▸ **Stated problem 1**
Could you recast the rows below, from the one containing "Put a single dot on each instance of the wood" through the last row, as a numbered list with blank lines left out?
━━━ Passage provided
I just grabed those from the db. 1-10G is done. 10-100G is done. 100G-1T is very close to complete but does have a couple G holes... it will probably go up a few hundred when done. 1-10T isn't even half complete... well, linearly speaking.

The other 7 factors are beyond me. I knew of

10000127155987 | 55459*2^3236734+1

which Moo submitted...

the other 6 over 10T were submitted by someone who didn't even log into the site:

17598251446627 | 24737*2^11993551+1
17598663878903 | 21181*2^6492260+1
17598830641963 | 5359*2^13178142+1
17598922454137 | 10223*2^9388157+1
17599242410803 | 5359*2^10545390+1

and

100005426934979 | 10223*2^15670937+1 :)

yeah, that's 100T+... and it only took 5.5G to find it assuming the dude started at 100T even. I want a 1P factor next time people... quit your slacking :p ;)

-Louie

Moo_the_cow
02-05-2003, 10:15 PM
Yeah!!!!!!!

I just hit the jackpot (well sort of ;) )

25000000918691 | 33661*2^17056080+1 :D

I was kind of bored... and I felt like sieving 25T-25.001T for
the fun of it........and I was shocked to find that factor, which
took just a few seconds. Whew...... if I'm this lucky, I'll find
1,088 factors in this 1G range :) I'm not reserving that
range, however, so competition is welcome.

ceselb
02-05-2003, 10:37 PM
You've got some competition. Check the Sieve Coordination Thread. :D :thumbs:

jjjjL
02-05-2003, 10:45 PM
yeah! that's what i like to see. forget this linear sieving business. from now on, just test the numbers that produce factors people! :thumbs:

why sieve a billion numbers when there aren't even a million numbers left to be factored?? just check the correct 650,000 numbers so we can be done with all this!! :D


-Louie




</sarcasm> ;)

FatPhil
02-06-2003, 04:14 AM
Originally posted by jjjjL
yeah! that's what i like to see. forget this linear sieving business. from now on, just test the numbers that produce factors people! :thumbs:


The funny thing is that to an extent that I've not measured yet, it might be possible to find families of higher-yield primes!
━━━━━━
━━━ Records provided
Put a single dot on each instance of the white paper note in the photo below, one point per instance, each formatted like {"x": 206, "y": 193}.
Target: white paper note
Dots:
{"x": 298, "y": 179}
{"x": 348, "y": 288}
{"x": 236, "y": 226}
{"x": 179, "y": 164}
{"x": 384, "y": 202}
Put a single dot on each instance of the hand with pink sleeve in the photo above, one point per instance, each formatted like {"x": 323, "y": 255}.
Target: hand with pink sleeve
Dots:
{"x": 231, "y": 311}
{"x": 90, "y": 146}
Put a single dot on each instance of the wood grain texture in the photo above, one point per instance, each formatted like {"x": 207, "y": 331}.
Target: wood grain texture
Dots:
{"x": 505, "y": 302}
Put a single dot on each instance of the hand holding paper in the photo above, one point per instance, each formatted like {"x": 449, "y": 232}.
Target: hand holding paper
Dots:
━━━━━━
▸ **Stated problem 2**
Can you repeat, word for word, the stretch of the forum thread on sieving factors above, from "which Moo submitted..." through "100005426934979 | 10223*2^15670937+1 :)"?

▸ **Exercise answer 1**
1. Put a single dot on each instance of the wood grain texture in the photo above, one point per instance, each formatted like {"x": 207, "y": 331}.
2. Target: wood grain texture
3. Dots:
4. {"x": 505, "y": 302}
5. Put a single dot on each instance of the hand holding paper in the photo above, one point per instance, each formatted like {"x": 449, "y": 232}.
6. Target: hand holding paper
7. Dots:

▸ **Exercise answer 2**
which Moo submitted...

the other 6 over 10T were submitted by someone who didn't even log into the site:

17598251446627 | 24737*2^11993551+1
17598663878903 | 21181*2^6492260+1
17598830641963 | 5359*2^13178142+1
17598922454137 | 10223*2^9388157+1
17599242410803 | 5359*2^10545390+1

and

100005426934979 | 10223*2^15670937+1 :)